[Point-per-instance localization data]
######

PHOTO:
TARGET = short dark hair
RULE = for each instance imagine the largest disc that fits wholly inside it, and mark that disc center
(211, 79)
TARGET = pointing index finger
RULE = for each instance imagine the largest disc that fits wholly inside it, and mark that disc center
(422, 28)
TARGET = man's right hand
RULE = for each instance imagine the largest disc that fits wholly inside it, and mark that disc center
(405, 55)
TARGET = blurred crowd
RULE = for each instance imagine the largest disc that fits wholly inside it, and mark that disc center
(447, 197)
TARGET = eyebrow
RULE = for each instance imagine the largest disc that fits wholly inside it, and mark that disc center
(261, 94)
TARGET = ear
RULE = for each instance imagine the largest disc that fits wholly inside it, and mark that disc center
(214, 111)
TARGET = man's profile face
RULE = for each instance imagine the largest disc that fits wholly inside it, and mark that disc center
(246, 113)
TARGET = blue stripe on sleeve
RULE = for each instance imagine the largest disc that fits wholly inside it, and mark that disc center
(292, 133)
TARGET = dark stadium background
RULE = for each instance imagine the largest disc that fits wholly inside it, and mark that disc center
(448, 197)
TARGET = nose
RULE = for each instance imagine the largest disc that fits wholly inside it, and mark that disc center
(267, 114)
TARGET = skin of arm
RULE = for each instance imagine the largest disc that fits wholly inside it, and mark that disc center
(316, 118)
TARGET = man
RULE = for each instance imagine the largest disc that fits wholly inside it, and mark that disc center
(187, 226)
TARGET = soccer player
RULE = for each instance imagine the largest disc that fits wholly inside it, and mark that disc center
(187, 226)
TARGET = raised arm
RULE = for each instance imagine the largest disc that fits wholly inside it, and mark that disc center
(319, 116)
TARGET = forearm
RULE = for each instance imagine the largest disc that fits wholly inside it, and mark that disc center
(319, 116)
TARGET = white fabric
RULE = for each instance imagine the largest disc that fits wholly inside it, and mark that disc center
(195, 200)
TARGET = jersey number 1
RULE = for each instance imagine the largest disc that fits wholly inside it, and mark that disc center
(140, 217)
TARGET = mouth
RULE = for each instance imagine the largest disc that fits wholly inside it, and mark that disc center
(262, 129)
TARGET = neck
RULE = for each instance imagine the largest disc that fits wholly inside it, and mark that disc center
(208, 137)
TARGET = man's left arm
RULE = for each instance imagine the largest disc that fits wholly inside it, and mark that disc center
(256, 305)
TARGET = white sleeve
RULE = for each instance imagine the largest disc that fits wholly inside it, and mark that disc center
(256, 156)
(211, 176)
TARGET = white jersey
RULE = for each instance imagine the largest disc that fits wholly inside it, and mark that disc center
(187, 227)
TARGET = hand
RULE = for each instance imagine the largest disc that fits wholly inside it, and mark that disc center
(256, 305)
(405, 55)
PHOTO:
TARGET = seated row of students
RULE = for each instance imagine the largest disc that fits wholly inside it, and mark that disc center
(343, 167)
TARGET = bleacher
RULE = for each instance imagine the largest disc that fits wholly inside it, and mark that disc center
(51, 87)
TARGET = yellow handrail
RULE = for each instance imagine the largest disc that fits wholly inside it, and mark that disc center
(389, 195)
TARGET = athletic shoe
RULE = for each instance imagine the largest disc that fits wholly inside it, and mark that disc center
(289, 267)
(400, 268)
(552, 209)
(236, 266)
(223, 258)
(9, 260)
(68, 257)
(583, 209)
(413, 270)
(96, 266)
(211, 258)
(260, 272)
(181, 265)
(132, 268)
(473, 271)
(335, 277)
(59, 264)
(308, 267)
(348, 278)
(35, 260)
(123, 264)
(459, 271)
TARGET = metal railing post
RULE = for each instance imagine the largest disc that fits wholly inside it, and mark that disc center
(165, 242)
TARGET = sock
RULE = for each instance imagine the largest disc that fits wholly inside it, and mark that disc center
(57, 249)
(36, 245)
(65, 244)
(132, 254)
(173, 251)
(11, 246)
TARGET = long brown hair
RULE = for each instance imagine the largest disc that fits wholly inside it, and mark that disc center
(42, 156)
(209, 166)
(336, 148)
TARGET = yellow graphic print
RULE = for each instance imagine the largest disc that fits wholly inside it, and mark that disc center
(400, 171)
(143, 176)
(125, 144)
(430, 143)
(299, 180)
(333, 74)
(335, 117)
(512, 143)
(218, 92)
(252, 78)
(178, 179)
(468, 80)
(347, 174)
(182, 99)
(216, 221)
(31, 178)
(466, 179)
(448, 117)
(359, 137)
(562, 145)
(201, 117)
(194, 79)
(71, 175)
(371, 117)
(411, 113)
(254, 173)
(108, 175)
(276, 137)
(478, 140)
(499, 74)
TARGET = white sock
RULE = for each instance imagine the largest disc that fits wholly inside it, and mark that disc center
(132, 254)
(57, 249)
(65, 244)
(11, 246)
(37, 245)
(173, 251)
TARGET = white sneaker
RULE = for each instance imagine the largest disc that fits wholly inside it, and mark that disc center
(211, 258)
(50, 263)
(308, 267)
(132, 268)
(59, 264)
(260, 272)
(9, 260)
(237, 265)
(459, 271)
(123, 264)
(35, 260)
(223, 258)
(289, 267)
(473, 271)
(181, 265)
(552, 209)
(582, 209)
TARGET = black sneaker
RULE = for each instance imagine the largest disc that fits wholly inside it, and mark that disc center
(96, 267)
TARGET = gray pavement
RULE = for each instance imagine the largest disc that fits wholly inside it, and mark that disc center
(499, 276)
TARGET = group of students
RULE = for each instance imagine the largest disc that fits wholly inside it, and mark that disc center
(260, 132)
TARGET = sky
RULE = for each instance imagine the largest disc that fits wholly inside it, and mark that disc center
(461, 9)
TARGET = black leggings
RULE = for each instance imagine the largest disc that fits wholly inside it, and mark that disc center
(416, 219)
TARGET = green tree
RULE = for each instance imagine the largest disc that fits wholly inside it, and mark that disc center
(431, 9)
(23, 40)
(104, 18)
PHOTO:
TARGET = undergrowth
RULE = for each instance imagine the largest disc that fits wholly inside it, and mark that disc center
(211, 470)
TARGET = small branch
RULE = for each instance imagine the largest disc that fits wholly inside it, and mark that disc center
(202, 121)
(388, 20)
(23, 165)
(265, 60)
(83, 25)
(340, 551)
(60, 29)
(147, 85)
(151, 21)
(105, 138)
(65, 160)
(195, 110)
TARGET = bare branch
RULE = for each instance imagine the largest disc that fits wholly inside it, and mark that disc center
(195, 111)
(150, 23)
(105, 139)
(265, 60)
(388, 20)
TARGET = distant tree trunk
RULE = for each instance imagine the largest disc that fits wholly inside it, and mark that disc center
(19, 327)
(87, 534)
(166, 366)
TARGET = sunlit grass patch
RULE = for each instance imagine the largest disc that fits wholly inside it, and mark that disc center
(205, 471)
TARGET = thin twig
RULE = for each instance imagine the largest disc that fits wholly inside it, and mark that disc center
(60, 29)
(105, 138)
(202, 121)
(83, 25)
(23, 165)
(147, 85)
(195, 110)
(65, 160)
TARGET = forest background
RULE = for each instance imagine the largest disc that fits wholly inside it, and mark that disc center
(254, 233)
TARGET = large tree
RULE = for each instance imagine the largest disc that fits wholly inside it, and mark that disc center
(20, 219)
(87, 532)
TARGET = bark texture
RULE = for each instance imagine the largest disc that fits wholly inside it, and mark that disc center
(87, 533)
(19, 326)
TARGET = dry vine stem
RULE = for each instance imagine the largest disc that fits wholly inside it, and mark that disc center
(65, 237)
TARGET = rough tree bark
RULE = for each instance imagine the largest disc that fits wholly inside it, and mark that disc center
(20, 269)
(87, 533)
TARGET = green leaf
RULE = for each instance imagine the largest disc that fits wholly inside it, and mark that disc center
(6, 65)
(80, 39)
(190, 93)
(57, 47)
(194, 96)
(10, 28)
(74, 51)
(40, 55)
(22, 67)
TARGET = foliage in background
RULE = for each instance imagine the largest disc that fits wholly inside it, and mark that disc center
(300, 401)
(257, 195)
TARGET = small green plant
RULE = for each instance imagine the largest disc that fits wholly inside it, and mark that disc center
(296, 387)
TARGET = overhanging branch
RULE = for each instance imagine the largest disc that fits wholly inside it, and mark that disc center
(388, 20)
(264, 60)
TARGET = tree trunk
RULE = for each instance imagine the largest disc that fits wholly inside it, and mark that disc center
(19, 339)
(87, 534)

######

### Problem statement
Beginning at the line with "TARGET = man's profile face" and stopping after the line with "TARGET = dark stadium background", please write out every line of the data above exactly and nothing else.

### Result of this exercise
TARGET = man's profile face
RULE = for each instance imagine the largest disc that fits wholly inside it, and mark that disc center
(246, 113)
TARGET = blue stripe on sleeve
RULE = for each instance imagine the largest disc that fits wholly inside it, and mark that disc center
(292, 133)
TARGET = dark stadium background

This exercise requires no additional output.